**GIVEN TEXT:**
# Inlay thickness



## paphman (May 26, 2010)

I am just getting started with inlay. I ordered some veneer from Woodcraft, and it seems REAL thin to me. I would say it is about 1/32" thick. Is this what most people use for inlay work? Can I cut and glue some of this veneer together to make it thicker? Also where can I order veneer for inaly that might be alittle thicker than this? As you can tell I am new to this, but I would like to get this right if I can. This looks like it can be fun, I hope. Thanks

Dale


----------



## CharlieM1958 (Nov 7, 2006)

Dale, you really don't need it to be any thicker than that. When you rout the groove for the inlay you just need to experiment with scrap to get the depth setting just right so that when you glue the inlay in, it only protrudes a hair above the surface. Then you can easily sand it flush.

If you are working with a relatively small project you can also rout the groove a little deeper, so that the inlay sits just below the surface, then sand the surface down to meet the inlay. This is a lot more labor intensive, but it reduces the chance of sanding through the inlay.


----------



## Ger21 (Oct 29, 2009)

You can get thicker veneers at http://www.certainlywood.com but I think they have a $100 minimum.


----------



## jusfine (May 22, 2010)

**WHAT TO WORK ON:**
1: Answer these from the inlay thread, one line each:
(a) From which supplier did the first poster order veneer?
(b) How thick does the first poster estimate that veneer to be?
(c) What minimum order does Ger21 think the thicker-veneer site requires?
2: List every username that appears as a post heading in the inlay thread.

**PROVIDED INFORMATION:**
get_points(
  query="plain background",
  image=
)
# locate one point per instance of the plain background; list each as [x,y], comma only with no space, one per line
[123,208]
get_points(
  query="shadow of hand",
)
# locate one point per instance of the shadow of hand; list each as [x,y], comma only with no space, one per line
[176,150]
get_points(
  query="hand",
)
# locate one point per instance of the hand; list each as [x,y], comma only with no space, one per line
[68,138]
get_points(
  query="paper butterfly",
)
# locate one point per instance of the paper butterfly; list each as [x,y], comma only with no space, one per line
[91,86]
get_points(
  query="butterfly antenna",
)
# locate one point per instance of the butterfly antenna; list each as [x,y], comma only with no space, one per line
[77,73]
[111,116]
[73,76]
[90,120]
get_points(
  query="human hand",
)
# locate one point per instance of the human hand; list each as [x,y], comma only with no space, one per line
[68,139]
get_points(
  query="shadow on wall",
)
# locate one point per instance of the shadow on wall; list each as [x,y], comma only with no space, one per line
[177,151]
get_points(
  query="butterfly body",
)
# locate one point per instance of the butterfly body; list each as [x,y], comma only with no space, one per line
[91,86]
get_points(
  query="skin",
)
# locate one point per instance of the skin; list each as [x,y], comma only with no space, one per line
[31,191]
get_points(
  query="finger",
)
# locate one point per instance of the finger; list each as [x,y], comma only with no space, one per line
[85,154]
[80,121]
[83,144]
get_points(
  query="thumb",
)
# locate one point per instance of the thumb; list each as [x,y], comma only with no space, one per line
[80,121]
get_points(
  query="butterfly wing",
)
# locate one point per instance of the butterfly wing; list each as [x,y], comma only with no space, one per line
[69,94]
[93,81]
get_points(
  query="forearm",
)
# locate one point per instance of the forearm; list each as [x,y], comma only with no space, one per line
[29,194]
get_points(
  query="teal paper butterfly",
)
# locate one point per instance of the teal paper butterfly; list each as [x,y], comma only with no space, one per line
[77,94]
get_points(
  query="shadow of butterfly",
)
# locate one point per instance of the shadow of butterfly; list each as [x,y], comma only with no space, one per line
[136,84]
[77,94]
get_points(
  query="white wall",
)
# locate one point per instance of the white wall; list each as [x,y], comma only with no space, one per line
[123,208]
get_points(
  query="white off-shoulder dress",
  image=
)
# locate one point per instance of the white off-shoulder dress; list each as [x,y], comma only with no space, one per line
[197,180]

**REPLIES:**
1:
(a) Woodcraft
(b) About 1/32"
(c) $100

2:
paphman
CharlieM1958
Ger21
jusfine